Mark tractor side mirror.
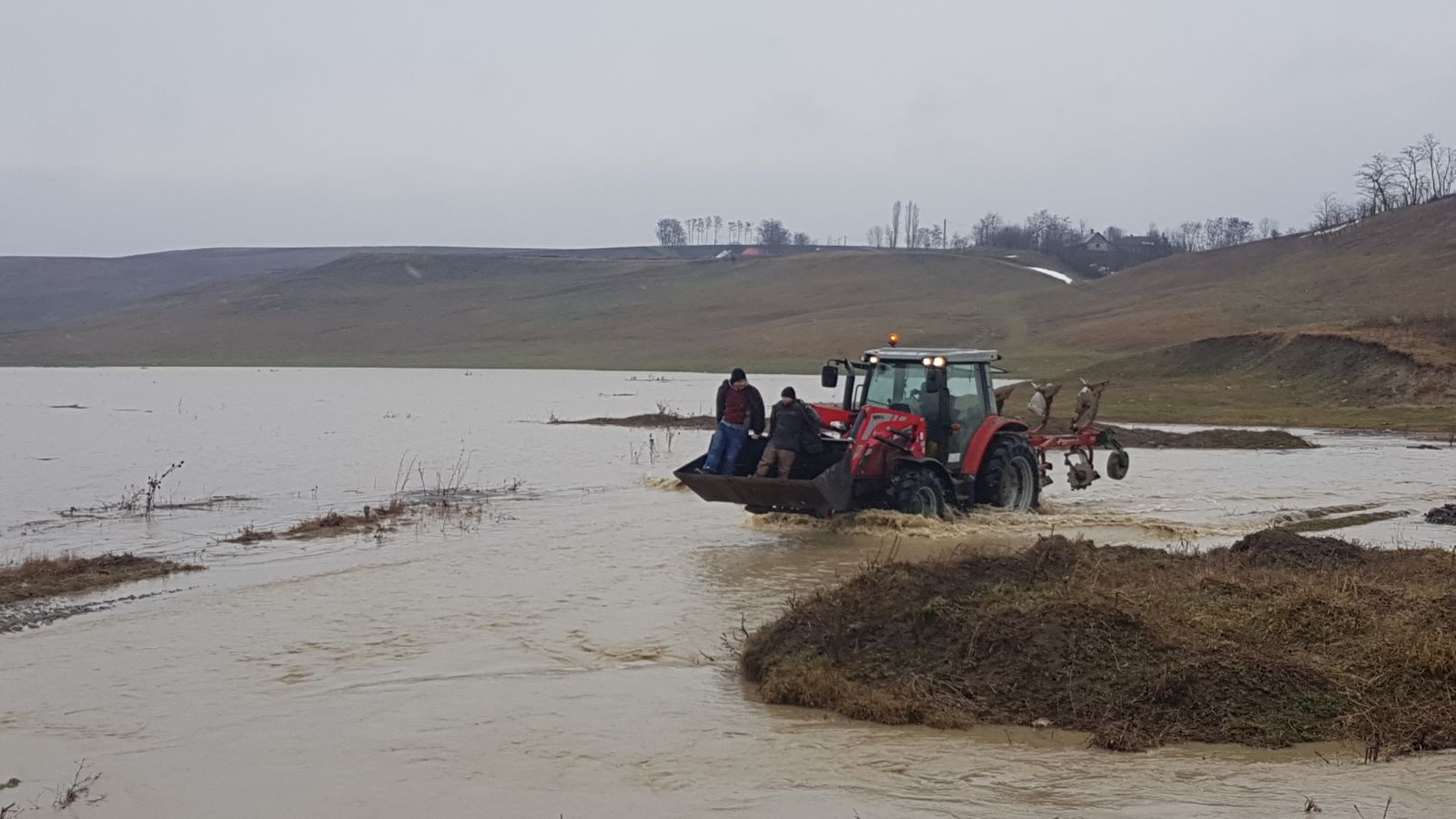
[925,368,945,395]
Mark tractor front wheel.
[890,470,945,518]
[976,434,1041,511]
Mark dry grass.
[223,499,410,543]
[741,531,1456,758]
[0,554,202,605]
[549,411,718,430]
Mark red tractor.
[675,335,1128,518]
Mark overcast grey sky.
[0,0,1456,255]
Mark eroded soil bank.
[741,531,1456,758]
[0,554,202,606]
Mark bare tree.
[657,218,687,248]
[1395,146,1427,207]
[1356,153,1395,213]
[1310,191,1350,230]
[1440,146,1456,197]
[1178,221,1207,254]
[759,218,789,245]
[1410,134,1456,199]
[971,213,1003,247]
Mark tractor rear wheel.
[890,470,945,518]
[976,434,1041,511]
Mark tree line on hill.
[657,216,814,248]
[657,134,1456,269]
[1309,134,1456,230]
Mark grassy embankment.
[0,554,202,606]
[741,531,1456,758]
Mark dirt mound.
[1228,529,1366,567]
[1425,502,1456,526]
[741,532,1456,756]
[0,554,202,606]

# # # # #

## Exercise task
Scale the data above by rewriting every line, the "Mark" lines included, with each bounding-box coordinate multiplied by 2.15 and rounded to a whole number (halves round up). Leave the picture out of your answer.

## Reply
Mark tractor side mirror.
[1989,791,2032,849]
Mark tractor front wheel.
[1914,1011,2032,1114]
[2098,933,2238,1099]
Mark dry grass.
[479,1073,882,1167]
[1593,1142,3130,1630]
[0,1191,434,1301]
[1180,884,1544,925]
Mark red tractor.
[1451,720,2425,1114]
Mark overcast grey sky.
[0,0,3130,548]
Mark eroded soil bank.
[1593,1142,3130,1630]
[0,1191,434,1303]
Mark bare tree.
[1413,469,1477,533]
[2999,314,3068,445]
[2915,329,2999,458]
[2817,411,2903,495]
[3096,314,3130,424]
[2533,475,2595,546]
[1632,469,1696,527]
[3032,288,3130,428]
[2088,458,2156,531]
Mark tractor rear wheel.
[1914,1011,2032,1114]
[2098,933,2238,1099]
Mark tree line on hill.
[1413,464,1750,533]
[1413,288,3130,578]
[2814,288,3130,495]
Mark grassy embankment.
[0,1191,434,1303]
[1593,1142,3130,1630]
Mark dirt mound.
[2640,1137,2937,1219]
[3064,1079,3130,1131]
[1593,1144,3130,1625]
[0,1191,434,1303]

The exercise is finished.